> _The request_
Are you able to quote each entry exactly as written?

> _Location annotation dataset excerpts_

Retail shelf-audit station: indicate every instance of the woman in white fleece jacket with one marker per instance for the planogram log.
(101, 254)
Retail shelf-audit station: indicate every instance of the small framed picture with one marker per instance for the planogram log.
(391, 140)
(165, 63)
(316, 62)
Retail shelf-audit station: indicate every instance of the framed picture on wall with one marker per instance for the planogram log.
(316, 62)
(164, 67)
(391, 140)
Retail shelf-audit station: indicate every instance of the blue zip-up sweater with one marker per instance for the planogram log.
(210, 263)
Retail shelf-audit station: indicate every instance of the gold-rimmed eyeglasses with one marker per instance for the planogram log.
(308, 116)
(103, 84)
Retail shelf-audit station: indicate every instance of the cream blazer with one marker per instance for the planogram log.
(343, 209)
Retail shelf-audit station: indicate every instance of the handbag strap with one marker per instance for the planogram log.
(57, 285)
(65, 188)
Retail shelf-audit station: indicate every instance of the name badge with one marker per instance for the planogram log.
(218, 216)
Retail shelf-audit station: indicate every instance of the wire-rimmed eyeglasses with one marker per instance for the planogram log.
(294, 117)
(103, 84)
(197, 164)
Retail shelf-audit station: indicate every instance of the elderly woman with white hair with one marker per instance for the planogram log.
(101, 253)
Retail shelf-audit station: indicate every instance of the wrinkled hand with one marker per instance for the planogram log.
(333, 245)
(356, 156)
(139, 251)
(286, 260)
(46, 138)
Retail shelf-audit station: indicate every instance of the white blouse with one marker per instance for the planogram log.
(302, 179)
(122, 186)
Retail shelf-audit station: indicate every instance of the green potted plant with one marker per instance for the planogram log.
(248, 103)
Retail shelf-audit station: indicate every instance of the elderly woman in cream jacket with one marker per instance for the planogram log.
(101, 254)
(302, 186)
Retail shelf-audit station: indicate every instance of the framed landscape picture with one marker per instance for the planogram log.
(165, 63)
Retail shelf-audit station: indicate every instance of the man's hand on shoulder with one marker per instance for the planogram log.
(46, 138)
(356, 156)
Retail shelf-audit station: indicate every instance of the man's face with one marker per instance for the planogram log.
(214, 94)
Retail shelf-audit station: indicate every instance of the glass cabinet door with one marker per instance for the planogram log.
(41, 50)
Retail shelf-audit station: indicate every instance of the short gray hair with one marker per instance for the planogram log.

> _Response to this exercise_
Retail shelf-audit station: indicate every instance of the woman in white fleece jacket with one marker per instance for the planogram log.
(101, 254)
Retail shelf-audit station: indicate every instance of the small framed picture with one marker per instance for the planogram log.
(391, 140)
(165, 63)
(316, 62)
Retail shelf-audit station: indicate every instance of the framed picture on wall with one marker per instance for the planogram log.
(316, 62)
(164, 67)
(391, 140)
Retail shelf-audit station: indicate every instance of the blue zip-up sweater with one marker per instance for the planogram log.
(210, 263)
Retail shelf-audit station: indicate every instance of the gold-rimmed eyeglasses with one marker per instance for the planogram log.
(308, 116)
(103, 84)
Retail shelf-audit station: indicate every instance of the cream blazer with one marker per instance for the planogram log.
(343, 209)
Retail shelf-audit station: indicate every instance of the handbag strap with one marker per instance for the planogram log.
(57, 285)
(65, 188)
Retail shelf-audit station: indicate every instance of the name badge with one marker per instance for the planogram log.
(218, 216)
Retail shelf-audit station: indicate every instance of the wire-rimmed eyeglasses with one marker per instance for the planogram log.
(294, 117)
(103, 84)
(197, 164)
Retail shelf-audit station: indicate every instance of the elderly woman with white hair with one marker per instance for the planogram log.
(101, 253)
Retail shelf-audit station: indicate every instance of the wrinkled hand with one marker per instance for the planogram log.
(333, 245)
(356, 156)
(139, 251)
(286, 260)
(46, 138)
Retail shelf-audit station: indicate every instance of the white blouse with one marker per instance for the planogram log.
(302, 179)
(122, 186)
Retail shelf-audit station: indicate every instance of the green potted plant with one marker per instance for the planogram log.
(248, 103)
Retail shelf-audit station: indicate every instance of the elderly woman in cream jacket with one marker per instance for the planogram log.
(101, 254)
(302, 186)
Retail shelf-audit station: indicate every instance of the framed landscape picture with one marker per instance for the planogram log.
(165, 63)
Retail shelf-audit station: indicate every instance of the man's hand on shoulder with one marker per instance for the planogram log.
(46, 138)
(356, 156)
Retail shelf-audit station: indicate every instance of the man's face with one marker per instance for the planogram log.
(214, 94)
Retail shelf-audit station: indicate every instance of the glass cabinet door with one marker per instance for the planogram log.
(41, 50)
Retail shelf-audit station: indicate every instance of the short gray hair with one marker per instance for the planogram log.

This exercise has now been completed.